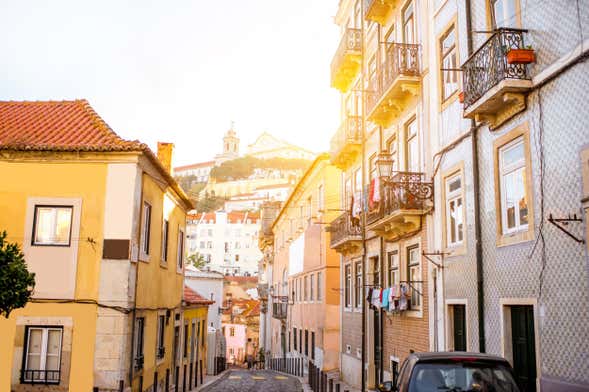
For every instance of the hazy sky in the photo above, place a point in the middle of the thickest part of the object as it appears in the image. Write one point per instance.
(179, 70)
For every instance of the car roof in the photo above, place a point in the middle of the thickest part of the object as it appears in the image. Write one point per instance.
(424, 356)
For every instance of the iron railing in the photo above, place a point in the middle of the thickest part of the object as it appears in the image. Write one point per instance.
(349, 132)
(343, 227)
(400, 60)
(488, 66)
(351, 41)
(279, 310)
(33, 376)
(403, 191)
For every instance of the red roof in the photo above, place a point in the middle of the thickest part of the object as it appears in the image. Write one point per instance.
(58, 125)
(194, 166)
(67, 126)
(191, 297)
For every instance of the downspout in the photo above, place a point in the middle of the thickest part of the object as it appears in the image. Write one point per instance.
(476, 203)
(138, 236)
(363, 175)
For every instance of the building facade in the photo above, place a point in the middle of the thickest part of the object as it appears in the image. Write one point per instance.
(304, 294)
(102, 226)
(226, 240)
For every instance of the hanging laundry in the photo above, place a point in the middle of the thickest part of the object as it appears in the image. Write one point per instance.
(385, 298)
(376, 298)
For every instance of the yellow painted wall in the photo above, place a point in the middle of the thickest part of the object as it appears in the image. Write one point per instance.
(69, 179)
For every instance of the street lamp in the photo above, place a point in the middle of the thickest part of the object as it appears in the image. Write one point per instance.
(384, 165)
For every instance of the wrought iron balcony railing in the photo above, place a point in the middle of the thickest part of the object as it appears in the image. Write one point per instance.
(404, 191)
(343, 228)
(347, 141)
(400, 60)
(279, 310)
(33, 376)
(488, 66)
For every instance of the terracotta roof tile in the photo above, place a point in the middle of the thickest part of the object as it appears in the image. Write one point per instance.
(191, 297)
(67, 126)
(58, 126)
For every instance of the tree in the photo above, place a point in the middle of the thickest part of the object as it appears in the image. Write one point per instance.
(16, 282)
(197, 260)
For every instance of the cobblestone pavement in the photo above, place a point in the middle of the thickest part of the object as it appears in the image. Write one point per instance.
(255, 381)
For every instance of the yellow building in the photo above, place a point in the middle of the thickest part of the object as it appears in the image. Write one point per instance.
(101, 223)
(305, 282)
(194, 349)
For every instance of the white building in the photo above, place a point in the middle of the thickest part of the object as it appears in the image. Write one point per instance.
(227, 240)
(200, 170)
(210, 285)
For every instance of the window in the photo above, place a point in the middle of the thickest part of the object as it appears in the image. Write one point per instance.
(414, 276)
(43, 354)
(52, 225)
(145, 231)
(409, 24)
(449, 60)
(161, 329)
(139, 340)
(347, 286)
(313, 345)
(319, 286)
(505, 13)
(454, 211)
(165, 241)
(512, 183)
(393, 265)
(180, 249)
(411, 146)
(358, 285)
(185, 345)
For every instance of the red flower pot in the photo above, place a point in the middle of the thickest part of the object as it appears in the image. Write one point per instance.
(521, 56)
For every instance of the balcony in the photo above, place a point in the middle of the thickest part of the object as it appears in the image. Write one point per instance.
(346, 144)
(346, 63)
(279, 310)
(346, 236)
(379, 10)
(494, 90)
(396, 82)
(405, 198)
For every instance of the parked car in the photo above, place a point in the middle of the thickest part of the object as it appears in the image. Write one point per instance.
(453, 372)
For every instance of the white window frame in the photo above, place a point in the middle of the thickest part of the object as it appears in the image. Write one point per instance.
(454, 196)
(43, 354)
(55, 209)
(520, 166)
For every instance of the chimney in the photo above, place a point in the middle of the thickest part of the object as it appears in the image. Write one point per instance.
(164, 154)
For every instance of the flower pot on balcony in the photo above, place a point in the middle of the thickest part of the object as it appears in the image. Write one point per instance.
(521, 56)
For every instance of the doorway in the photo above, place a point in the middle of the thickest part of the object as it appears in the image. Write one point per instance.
(523, 346)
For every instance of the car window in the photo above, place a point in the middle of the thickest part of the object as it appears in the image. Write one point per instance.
(459, 376)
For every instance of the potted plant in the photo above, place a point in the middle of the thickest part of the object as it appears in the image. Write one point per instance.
(526, 55)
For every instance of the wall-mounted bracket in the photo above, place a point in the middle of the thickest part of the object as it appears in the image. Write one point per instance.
(561, 224)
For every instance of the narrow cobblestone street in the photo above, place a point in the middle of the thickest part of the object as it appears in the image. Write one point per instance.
(255, 380)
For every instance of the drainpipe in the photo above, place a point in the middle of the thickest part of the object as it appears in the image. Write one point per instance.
(363, 134)
(477, 214)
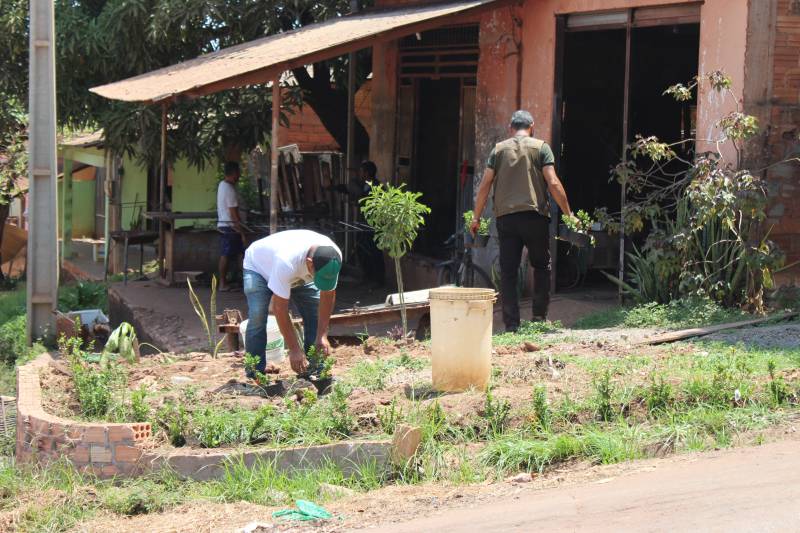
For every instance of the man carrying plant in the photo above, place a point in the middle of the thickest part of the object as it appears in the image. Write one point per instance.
(229, 224)
(521, 170)
(300, 266)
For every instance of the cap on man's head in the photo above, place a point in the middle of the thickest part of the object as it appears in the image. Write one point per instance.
(327, 265)
(521, 120)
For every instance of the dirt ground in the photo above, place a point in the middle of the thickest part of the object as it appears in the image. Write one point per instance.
(217, 382)
(503, 501)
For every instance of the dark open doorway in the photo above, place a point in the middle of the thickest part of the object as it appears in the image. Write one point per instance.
(437, 158)
(615, 69)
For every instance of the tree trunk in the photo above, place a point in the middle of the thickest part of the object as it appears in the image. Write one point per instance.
(399, 273)
(330, 105)
(4, 210)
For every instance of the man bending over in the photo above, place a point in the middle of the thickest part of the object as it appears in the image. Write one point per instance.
(300, 266)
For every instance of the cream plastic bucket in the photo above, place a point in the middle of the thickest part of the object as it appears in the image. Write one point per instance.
(461, 338)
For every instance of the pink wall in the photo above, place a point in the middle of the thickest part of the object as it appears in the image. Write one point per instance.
(722, 45)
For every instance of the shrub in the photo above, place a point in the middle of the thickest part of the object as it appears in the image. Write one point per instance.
(541, 410)
(13, 340)
(496, 414)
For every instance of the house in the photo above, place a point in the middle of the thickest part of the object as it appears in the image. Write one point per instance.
(447, 76)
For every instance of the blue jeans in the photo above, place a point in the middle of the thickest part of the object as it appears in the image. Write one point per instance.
(305, 299)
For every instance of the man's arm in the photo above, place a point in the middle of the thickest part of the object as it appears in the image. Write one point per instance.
(556, 189)
(297, 358)
(483, 196)
(327, 299)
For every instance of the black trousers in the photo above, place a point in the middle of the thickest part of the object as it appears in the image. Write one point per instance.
(532, 230)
::::
INSTRUCTIONS TO FOLLOW
Copy exactly the lines of the listing above, beginning at the line with "For every instance of the man bending" and ending at its final line; write out nothing else.

RESULT FOR THIS EXERCISE
For every instance of the man bending over in the photo above, place a point in the middle of the thickest part of the object as it appears in the image. Write one point per instance.
(300, 266)
For every instance of the cream plastic bucket in the photo above, place a point in the middle of the thickest part of the object as it appears in the image. Write one point per instance.
(461, 338)
For every instance of the pink wall in the photo above, place a point in the middle of the thickest part of the object as it appears in the image. Write one point per instance.
(722, 45)
For every instance of the shrub in the photo above, place a point in the middle of the thickest part of the object as it appears in the image. Write one point per instance.
(541, 410)
(13, 340)
(496, 414)
For every instance of the house in the photo above, place a point in the middle of the thickest part of the object as it appears in the image. Write one point per instance.
(447, 76)
For every instance of the blue jeans in the photo above, place a point in the middle of the thickest part of the object as it appears in the image. Write one point per instance.
(305, 299)
For every instance of the man's arm in the photo above, place a point in the middle of the thickest part of the object as it appears in the image. Write one point per instance.
(556, 189)
(297, 358)
(483, 196)
(327, 299)
For every instance of the black trousers in the photo above, place a point in the middle of the thickest part of the object as it appears in the image. Write one point per instance.
(532, 230)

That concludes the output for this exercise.